(begin)
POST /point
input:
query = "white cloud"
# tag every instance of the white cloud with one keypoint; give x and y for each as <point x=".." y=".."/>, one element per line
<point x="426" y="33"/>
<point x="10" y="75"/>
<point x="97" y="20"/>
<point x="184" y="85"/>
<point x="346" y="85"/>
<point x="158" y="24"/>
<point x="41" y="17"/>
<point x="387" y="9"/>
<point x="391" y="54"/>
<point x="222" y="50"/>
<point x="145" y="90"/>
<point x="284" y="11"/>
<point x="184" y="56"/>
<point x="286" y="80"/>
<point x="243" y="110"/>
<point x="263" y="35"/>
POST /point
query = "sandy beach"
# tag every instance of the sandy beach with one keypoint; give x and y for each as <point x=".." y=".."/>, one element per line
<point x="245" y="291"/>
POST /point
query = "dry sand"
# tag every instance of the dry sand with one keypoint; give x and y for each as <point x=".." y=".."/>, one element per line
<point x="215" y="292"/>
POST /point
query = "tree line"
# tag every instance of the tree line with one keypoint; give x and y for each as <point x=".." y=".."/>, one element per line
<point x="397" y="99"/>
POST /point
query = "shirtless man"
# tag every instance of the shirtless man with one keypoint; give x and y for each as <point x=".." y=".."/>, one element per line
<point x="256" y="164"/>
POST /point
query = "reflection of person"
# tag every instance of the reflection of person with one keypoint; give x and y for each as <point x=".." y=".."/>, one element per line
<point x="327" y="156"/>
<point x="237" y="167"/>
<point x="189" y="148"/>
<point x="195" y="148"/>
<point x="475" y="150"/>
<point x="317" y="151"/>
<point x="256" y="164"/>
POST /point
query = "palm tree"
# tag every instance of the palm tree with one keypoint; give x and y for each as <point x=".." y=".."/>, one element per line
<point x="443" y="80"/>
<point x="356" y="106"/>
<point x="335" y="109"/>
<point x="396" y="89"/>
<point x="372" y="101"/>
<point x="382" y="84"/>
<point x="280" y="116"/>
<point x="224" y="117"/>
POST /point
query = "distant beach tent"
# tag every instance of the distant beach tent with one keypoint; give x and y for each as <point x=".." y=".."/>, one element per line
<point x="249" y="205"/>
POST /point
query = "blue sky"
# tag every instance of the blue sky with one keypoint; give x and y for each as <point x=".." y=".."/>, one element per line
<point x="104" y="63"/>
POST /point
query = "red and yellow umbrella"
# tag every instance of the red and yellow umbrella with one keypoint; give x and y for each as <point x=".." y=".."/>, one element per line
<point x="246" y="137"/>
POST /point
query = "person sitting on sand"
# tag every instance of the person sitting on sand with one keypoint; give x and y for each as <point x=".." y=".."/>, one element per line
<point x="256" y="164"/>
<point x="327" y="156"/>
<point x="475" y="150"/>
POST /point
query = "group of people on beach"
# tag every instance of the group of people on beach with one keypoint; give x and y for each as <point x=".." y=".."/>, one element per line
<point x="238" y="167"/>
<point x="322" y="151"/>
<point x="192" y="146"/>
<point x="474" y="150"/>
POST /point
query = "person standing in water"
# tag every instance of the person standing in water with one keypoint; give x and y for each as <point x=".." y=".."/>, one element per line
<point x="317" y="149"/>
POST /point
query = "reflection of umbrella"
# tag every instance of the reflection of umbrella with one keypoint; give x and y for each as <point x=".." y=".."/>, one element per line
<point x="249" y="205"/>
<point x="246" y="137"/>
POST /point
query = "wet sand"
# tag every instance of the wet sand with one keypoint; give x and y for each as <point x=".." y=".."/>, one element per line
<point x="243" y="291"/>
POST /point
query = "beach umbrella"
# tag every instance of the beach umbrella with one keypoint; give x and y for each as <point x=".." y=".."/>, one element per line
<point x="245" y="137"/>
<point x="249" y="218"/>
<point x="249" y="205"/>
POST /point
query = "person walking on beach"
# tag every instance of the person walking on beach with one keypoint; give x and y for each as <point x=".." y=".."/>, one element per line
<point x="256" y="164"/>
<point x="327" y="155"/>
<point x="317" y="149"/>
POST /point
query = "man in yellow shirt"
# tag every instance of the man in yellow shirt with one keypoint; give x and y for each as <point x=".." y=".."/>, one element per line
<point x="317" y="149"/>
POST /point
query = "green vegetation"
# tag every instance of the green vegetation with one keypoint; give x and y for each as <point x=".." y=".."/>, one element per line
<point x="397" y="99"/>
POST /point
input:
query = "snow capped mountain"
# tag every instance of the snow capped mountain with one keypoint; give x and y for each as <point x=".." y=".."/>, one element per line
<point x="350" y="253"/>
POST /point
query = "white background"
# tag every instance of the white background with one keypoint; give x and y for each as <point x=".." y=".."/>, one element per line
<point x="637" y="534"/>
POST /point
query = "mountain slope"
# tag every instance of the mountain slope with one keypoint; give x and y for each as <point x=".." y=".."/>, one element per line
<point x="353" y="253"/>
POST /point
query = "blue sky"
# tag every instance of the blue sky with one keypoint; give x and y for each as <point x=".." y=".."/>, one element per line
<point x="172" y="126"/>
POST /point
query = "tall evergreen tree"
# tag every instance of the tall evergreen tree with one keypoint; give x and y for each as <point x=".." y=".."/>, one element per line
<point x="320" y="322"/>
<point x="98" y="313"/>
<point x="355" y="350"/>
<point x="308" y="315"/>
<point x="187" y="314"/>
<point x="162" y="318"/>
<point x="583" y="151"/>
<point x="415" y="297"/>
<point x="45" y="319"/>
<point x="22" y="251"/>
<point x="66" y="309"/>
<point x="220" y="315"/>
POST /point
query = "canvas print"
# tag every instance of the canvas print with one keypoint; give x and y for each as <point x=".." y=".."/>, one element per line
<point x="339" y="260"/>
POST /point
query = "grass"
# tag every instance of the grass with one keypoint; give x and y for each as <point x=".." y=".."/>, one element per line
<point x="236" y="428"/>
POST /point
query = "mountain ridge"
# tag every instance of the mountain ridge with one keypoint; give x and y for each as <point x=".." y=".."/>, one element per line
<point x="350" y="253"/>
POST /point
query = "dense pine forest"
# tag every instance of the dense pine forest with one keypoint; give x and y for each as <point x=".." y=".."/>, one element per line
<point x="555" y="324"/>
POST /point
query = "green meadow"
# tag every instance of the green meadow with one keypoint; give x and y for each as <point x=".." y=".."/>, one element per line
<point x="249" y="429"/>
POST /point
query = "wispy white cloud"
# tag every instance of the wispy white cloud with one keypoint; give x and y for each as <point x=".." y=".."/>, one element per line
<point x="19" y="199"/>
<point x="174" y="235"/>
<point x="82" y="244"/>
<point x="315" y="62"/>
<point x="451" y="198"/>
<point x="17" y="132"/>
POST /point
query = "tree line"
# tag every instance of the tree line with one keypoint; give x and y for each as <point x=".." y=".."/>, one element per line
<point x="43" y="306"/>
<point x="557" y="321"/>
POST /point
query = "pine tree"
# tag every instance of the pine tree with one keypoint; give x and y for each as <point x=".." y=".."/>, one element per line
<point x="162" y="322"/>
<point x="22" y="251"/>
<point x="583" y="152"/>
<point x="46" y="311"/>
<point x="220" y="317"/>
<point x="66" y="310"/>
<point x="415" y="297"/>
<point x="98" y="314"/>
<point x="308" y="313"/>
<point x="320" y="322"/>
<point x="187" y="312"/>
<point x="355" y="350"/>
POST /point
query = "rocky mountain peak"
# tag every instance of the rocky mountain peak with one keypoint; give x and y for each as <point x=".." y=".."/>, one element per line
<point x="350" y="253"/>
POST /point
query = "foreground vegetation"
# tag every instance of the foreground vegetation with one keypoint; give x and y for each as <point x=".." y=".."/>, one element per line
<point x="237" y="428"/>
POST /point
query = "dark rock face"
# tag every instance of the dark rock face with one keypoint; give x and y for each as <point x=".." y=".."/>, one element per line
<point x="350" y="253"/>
(end)
(begin)
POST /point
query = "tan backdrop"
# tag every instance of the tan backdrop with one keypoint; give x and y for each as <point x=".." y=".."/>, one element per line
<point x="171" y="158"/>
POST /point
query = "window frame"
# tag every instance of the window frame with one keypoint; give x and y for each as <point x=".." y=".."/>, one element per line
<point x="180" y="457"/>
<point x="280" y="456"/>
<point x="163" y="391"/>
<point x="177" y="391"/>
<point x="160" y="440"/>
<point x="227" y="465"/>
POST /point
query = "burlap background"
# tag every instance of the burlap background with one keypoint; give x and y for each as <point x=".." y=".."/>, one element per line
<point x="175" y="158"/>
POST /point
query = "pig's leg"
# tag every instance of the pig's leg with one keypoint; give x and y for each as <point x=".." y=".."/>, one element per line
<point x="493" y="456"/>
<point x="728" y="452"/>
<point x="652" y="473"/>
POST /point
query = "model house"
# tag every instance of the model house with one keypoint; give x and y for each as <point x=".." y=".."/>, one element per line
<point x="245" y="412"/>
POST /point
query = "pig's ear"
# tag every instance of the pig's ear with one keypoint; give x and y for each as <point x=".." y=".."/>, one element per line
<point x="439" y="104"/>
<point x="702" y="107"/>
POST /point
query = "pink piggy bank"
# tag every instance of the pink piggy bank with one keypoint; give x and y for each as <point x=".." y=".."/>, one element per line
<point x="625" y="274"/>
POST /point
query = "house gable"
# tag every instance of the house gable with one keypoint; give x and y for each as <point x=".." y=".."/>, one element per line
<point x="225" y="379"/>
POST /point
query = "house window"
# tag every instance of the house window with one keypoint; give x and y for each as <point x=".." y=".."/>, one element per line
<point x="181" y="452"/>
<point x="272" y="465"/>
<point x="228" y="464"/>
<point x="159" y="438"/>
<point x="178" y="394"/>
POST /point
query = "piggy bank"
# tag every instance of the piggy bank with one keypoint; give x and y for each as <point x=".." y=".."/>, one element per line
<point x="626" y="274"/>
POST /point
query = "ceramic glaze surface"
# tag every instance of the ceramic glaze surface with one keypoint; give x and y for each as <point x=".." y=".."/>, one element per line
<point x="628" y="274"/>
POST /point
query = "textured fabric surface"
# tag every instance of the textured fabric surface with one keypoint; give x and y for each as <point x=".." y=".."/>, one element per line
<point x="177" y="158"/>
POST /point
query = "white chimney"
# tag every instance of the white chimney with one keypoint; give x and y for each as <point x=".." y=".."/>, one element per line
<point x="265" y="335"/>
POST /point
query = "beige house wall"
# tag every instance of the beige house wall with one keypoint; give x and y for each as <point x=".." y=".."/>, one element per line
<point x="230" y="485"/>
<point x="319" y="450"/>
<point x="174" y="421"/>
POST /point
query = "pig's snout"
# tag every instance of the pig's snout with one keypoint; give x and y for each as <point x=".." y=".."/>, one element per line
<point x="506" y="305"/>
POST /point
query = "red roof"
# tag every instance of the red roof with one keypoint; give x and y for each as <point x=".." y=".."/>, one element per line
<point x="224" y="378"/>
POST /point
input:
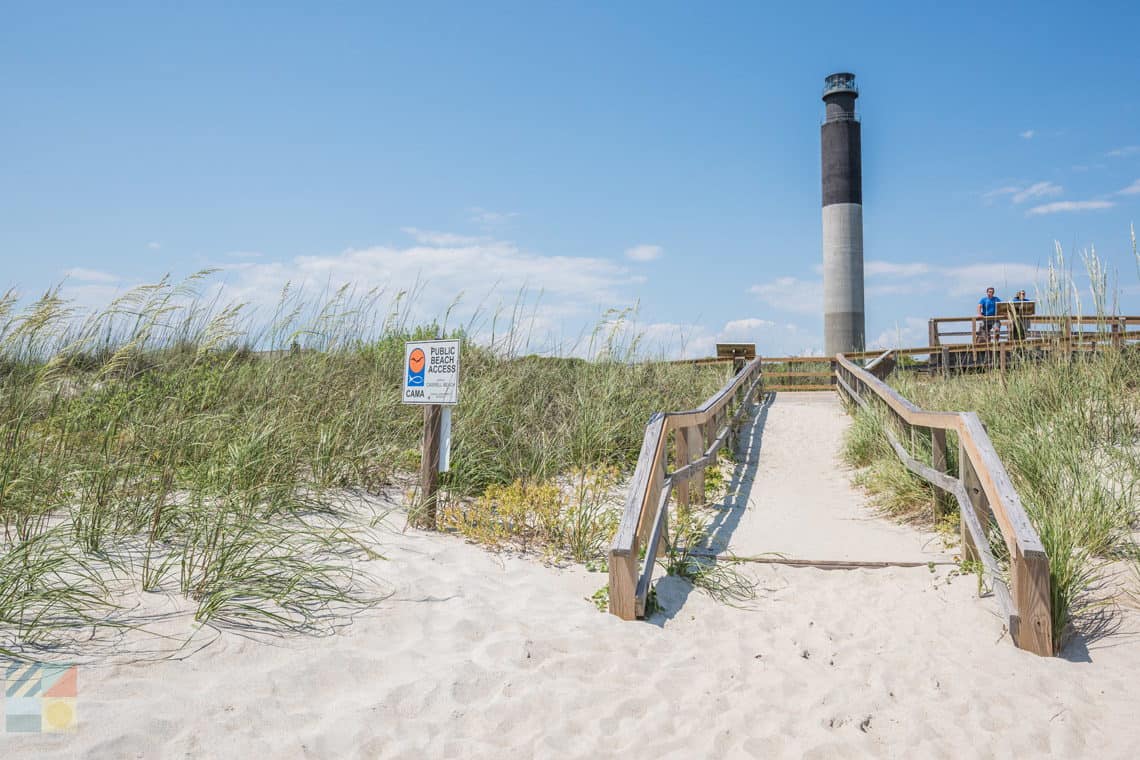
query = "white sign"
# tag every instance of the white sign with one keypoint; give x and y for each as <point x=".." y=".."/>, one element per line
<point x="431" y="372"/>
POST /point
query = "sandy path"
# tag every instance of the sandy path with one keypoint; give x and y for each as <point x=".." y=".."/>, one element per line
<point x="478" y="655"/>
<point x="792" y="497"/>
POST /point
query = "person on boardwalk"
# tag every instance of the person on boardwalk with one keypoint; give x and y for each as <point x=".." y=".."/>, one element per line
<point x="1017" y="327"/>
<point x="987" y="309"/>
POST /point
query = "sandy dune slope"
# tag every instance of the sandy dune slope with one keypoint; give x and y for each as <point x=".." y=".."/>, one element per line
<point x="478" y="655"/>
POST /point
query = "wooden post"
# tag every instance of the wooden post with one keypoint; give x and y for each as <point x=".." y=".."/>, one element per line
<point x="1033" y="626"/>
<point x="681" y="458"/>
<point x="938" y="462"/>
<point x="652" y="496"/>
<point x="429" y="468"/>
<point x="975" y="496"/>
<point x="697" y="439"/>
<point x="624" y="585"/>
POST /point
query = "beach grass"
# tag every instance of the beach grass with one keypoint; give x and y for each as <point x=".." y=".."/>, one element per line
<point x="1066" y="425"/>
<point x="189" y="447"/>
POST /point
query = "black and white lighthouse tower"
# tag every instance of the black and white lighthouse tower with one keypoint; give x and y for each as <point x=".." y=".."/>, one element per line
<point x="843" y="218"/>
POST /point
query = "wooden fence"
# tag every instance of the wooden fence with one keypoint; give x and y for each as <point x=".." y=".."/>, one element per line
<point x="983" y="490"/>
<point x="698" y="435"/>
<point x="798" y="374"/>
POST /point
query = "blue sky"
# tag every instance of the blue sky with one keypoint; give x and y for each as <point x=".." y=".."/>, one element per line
(end)
(begin)
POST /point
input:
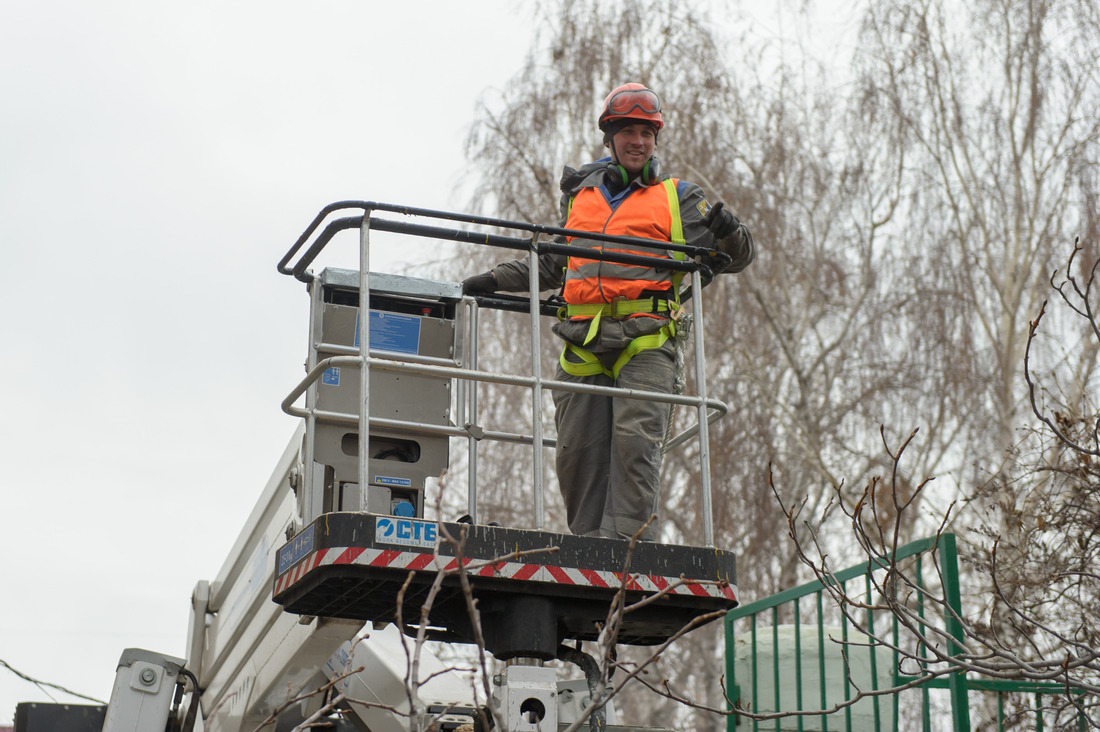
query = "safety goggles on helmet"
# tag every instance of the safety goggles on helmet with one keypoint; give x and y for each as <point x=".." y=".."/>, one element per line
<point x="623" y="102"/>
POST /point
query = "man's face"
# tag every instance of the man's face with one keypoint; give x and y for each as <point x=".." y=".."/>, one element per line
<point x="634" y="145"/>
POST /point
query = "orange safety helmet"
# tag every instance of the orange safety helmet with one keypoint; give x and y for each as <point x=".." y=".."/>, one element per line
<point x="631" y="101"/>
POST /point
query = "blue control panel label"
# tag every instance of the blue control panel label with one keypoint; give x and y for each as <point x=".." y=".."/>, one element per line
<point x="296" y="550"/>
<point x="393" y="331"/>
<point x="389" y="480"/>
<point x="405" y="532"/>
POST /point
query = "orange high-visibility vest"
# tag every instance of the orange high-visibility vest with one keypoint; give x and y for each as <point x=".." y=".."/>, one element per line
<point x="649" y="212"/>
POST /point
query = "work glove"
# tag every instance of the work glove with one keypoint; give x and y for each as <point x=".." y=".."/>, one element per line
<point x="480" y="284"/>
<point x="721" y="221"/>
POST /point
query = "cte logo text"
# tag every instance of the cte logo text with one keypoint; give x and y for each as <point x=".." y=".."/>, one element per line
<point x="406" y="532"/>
(end)
Objective: Please report every line of the listing that contains the word "dark".

Exercise solution:
query = "dark rock face"
# tag every instance of the dark rock face with one keypoint; give x and y for each as <point x=".." y=".."/>, one element per line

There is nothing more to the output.